ACTIVITY:
Lines holding the word "tiger" must be located in the listing below and copied.

SUPPLIED MATERIAL:
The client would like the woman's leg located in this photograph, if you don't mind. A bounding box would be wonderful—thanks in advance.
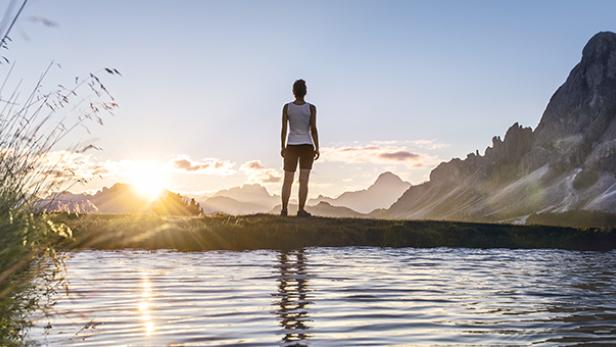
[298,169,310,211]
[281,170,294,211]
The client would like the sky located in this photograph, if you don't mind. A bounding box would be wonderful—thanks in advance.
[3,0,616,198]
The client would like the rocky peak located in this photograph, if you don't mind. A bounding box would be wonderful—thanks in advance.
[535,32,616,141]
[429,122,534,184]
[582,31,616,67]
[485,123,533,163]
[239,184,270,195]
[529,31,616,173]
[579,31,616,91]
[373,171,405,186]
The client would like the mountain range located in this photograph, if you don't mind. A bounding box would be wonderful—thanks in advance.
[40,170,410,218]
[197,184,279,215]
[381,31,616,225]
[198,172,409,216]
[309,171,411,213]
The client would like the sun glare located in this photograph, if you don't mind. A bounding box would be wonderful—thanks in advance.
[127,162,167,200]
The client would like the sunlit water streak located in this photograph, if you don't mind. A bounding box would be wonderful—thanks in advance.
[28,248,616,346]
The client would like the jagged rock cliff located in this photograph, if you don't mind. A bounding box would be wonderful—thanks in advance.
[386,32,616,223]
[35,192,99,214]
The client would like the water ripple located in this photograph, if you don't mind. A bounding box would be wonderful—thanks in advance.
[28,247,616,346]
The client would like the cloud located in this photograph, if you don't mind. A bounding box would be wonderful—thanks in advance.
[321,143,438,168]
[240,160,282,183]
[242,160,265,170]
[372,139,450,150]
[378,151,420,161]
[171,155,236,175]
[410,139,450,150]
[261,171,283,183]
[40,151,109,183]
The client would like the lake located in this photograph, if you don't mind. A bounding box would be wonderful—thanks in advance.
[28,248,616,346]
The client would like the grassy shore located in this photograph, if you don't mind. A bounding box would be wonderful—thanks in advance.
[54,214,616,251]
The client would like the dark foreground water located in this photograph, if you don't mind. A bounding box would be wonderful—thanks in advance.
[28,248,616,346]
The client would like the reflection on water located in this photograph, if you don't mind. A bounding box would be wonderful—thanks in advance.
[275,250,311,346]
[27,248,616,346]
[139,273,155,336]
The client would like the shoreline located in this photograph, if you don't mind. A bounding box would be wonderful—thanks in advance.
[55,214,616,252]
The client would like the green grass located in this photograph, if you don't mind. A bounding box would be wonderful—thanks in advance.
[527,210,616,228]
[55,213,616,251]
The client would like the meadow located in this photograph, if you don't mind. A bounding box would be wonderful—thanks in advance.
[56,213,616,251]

...

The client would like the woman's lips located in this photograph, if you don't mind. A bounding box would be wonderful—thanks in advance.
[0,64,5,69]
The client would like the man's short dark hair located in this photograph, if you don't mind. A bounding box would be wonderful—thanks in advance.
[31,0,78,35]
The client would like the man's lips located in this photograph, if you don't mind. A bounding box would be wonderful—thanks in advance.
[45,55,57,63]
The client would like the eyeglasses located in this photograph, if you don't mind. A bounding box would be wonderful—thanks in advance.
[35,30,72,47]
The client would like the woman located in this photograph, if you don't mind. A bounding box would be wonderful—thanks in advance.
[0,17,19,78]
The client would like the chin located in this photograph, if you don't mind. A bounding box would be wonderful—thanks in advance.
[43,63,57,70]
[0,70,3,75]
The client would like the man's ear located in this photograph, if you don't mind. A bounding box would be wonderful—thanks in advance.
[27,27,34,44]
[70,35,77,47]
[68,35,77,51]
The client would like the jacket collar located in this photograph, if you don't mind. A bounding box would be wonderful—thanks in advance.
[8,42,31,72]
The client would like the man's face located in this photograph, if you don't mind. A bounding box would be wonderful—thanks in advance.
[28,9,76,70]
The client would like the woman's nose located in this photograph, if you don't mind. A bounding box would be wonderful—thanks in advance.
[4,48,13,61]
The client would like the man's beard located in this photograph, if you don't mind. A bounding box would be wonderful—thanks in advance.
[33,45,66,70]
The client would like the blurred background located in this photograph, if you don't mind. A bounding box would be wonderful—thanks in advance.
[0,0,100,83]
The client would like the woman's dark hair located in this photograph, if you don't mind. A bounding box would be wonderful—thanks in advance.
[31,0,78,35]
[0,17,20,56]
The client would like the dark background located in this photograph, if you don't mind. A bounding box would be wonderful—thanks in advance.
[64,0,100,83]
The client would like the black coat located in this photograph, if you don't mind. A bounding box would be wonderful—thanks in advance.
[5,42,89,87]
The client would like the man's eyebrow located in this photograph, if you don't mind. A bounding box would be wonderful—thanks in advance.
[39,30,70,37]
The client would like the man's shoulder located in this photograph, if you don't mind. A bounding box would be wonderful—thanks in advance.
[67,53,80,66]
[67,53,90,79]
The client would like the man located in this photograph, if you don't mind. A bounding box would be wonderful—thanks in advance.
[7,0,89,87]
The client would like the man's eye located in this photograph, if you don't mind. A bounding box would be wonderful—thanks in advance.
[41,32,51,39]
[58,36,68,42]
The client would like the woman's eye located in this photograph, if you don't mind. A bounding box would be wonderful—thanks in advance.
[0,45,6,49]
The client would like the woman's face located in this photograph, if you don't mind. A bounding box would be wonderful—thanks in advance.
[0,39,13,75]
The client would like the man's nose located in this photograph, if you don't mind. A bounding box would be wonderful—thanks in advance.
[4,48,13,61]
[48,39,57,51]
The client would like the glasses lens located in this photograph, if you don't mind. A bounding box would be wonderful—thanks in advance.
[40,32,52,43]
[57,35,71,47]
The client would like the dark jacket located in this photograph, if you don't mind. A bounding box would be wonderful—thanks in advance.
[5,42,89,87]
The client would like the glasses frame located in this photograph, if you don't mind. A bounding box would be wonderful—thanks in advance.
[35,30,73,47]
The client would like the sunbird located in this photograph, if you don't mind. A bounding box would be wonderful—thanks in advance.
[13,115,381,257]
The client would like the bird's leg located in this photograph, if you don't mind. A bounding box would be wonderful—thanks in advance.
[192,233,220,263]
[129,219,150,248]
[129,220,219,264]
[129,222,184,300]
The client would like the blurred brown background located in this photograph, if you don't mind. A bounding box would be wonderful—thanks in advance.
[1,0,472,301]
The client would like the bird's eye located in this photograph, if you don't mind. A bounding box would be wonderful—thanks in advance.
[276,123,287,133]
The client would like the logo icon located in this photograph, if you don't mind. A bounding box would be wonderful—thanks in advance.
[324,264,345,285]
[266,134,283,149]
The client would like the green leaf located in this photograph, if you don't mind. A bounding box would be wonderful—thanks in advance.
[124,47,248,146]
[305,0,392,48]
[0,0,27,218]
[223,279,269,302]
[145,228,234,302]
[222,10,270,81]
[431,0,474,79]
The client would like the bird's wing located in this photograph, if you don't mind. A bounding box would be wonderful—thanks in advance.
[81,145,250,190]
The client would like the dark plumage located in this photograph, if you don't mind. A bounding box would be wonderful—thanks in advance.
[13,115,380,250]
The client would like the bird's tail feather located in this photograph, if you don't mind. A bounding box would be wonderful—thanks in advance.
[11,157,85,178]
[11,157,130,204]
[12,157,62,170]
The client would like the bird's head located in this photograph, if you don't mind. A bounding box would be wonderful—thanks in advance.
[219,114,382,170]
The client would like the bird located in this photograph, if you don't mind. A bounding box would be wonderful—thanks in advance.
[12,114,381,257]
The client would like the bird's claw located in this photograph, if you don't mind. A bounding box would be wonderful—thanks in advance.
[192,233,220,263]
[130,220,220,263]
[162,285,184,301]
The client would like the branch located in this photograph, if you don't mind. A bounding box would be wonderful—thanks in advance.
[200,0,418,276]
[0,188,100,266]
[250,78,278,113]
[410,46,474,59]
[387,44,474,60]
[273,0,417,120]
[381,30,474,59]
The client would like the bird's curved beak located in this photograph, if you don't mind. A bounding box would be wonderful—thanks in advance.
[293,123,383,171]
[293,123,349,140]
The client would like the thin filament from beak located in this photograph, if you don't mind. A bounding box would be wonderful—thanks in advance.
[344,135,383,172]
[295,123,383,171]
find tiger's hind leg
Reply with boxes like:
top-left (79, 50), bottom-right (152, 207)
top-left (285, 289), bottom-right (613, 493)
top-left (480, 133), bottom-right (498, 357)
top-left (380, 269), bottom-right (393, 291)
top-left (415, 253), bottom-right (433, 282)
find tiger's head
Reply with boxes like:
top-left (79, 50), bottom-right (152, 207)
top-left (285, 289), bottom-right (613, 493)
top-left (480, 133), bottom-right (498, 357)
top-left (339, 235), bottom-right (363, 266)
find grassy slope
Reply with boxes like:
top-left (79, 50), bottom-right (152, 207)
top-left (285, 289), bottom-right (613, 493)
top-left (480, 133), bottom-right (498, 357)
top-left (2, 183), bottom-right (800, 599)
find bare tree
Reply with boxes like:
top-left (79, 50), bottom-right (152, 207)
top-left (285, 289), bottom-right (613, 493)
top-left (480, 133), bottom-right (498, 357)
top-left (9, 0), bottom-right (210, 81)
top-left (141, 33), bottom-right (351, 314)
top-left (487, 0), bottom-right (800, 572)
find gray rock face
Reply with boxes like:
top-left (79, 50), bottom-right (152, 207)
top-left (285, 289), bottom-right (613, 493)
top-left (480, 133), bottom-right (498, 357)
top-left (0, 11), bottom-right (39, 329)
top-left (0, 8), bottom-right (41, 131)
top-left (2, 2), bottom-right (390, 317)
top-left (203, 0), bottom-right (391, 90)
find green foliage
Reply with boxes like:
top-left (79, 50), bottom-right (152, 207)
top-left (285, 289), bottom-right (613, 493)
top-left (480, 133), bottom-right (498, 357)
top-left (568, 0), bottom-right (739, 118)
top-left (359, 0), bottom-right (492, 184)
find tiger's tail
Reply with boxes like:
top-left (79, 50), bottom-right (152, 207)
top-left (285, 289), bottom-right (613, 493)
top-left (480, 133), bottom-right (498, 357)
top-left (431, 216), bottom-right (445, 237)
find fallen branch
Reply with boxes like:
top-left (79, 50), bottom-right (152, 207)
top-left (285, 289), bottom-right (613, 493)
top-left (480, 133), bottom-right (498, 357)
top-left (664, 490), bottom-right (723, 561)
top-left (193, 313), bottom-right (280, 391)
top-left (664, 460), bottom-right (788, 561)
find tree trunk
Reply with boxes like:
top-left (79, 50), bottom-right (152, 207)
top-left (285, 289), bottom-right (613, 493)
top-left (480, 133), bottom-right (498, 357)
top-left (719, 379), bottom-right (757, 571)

RESULT BELOW:
find tiger's hind leg
find tiger's head
find tiger's tail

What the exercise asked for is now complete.